» **STATED EXERCISE A**
In the tracing commit message, what four context levels get separate locations in the per-cpu histogram buffers?
» **STATED EXERCISE B**
Repeat the tracing commit message from "- Have module" to "the trace event." word for word.
» **STATED EXERCISE C**
Go on with the tracing commit message, starting after its final sentence.

+++ DOCUMENT SEGMENT

Commit b78f1293 authored by Linus Torvalds's avatar Linus Torvalds
Browse files
Pull tracing updates from Steven Rostedt:

 - Have module addresses get updated in the persistent ring buffer

   The addresses of the modules from the previous boot are saved in the
   persistent ring buffer. If the same modules are loaded and an address
   is in the old buffer points to an address that was both saved in the
   persistent ring buffer and is loaded in memory, shift the address to
   point to the address that is loaded in memory in the trace event.

 - Print function names for irqs off and preempt off callsites

   When ignoring the print fmt of a trace event and just printing the
   fields directly, have the fields for preempt off and irqs off events
   still show the function name (via kallsyms) instead of just showing
   the raw address.

 - Clean ups of the histogram code

   The histogram functions saved over 800 bytes on the stack to process
   events as they come in. Instead, create per-cpu buffers that can hold
   this information and have a separate location for each context level
   (thread, softirq, IRQ and NMI).

   Also add some more comments to the code.

 - Add "common_comm" field for histograms

   Add "common_comm" that uses the current->comm as a field in an event
   histogram and acts like any of the other fields of the event.

 - Show "subops" in the enabled_functions file

   When the function graph infrastructure is used, a subsystem has a
   "subops" that it attaches its callback function to. Instead of the
   enabled_functions just showing a function calling the function that
   calls the subops functions, also show the subops functions that will
   get called for that function too.

 - Add "copy_trace_marker" option to instances

   There are cases where an instance is created for tooling to write
   into, but the old tooling has the top level instance hardcoded into
   the application. New tools want to consume the data from an instance
   and not the top level buffer. By adding a copy_trace_marker option,
   whenever the top instance trace_marker is written into, a copy of it
   is also written into the instance with this option set. This allows
   new tools to read what old tools are writing into the top buffer.

   If this option is cleared by the top instance, then what is written
   into the trace_marker is not written into the top instance. This is a
   way to redirect the trace_marker writes into another instance.

++++++
+++ DATA SECTION

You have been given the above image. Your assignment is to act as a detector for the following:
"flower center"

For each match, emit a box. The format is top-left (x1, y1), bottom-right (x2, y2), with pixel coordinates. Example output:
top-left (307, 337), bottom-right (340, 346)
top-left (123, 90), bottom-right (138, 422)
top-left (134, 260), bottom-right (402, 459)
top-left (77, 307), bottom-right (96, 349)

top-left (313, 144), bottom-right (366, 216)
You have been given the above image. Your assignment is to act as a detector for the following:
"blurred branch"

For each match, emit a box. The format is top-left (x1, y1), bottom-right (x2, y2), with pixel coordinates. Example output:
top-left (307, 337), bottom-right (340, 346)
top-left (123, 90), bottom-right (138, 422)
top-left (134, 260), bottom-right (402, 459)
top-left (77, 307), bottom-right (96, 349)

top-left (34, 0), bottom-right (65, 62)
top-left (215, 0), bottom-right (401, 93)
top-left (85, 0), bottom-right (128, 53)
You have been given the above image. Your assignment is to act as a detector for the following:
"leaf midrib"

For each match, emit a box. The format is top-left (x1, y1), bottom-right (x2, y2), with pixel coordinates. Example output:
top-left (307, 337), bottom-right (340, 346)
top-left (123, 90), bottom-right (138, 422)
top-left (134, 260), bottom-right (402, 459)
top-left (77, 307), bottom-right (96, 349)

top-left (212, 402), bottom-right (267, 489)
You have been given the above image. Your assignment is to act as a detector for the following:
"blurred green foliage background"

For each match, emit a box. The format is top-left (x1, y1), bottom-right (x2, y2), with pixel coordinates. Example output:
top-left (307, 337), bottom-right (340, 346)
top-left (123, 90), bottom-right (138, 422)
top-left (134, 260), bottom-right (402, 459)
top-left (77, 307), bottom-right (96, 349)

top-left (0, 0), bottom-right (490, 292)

++++++

» **RIGHT ANSWER A**
Thread, softirq, IRQ and NMI.

» **RIGHT ANSWER B**
- Have module addresses get updated in the persistent ring buffer

   The addresses of the modules from the previous boot are saved in the
   persistent ring buffer. If the same modules are loaded and an address
   is in the old buffer points to an address that was both saved in the
   persistent ring buffer and is loaded in memory, shift the address to
   point to the address that is loaded in memory in the trace event.

» **RIGHT ANSWER C**
 - Have tracepoints created by DECLARE_TRACE() use trace_<name>_tp()

   If a tracepoint is created by DECLARE_TRACE() instead of
   TRACE_EVENT(), then it will not be exposed via tracefs. Currently
   there's no way to differentiate in the kernel the tracepoint
   functions between those that are exposed via tracefs or not. A
   calling convention has been made manually to append a "_tp" prefix
   for events created by DECLARE_TRACE(). Instead of doing this
   manually, force it so that all DECLARE_TRACE() events have this
   notation.

 - Use __string() for task->comm in some sched events

   Instead of hardcoding the comm to be TASK_COMM_LEN in some of the
   scheduler events use __string() which makes it dynamic. Note, if
   these events are parsed by user space it they may break, and the
   event may have to be converted back to the hardcoded size.

 - Have function graph "depth" be unsigned to the user

   Internally to the kernel, the "depth" field of the function graph
   event is signed due to -1 being used for end of boundary. What
   actually gets recorded in the event itself is zero or positive.
   Reflect this to user space by showing "depth" as unsigned int and be
   consistent across all events.

 - Allow an arbitrary long CPU string to osnoise_cpus_write()

   The filtering of which CPUs to write to can exceed 256 bytes. If a
   machine has 256 CPUs, and the filter is to filter every other CPU,
   the write would take a string larger than 256 bytes. Instead of using
   a fixed size buffer on the stack that is 256 bytes, allocate it to
   handle what is passed in.

 - Stop having ftrace check the per-cpu data "disabled" flag

   The "disabled" flag in the data structure passed to most ftrace
   functions is checked to know if tracing has been disabled or not.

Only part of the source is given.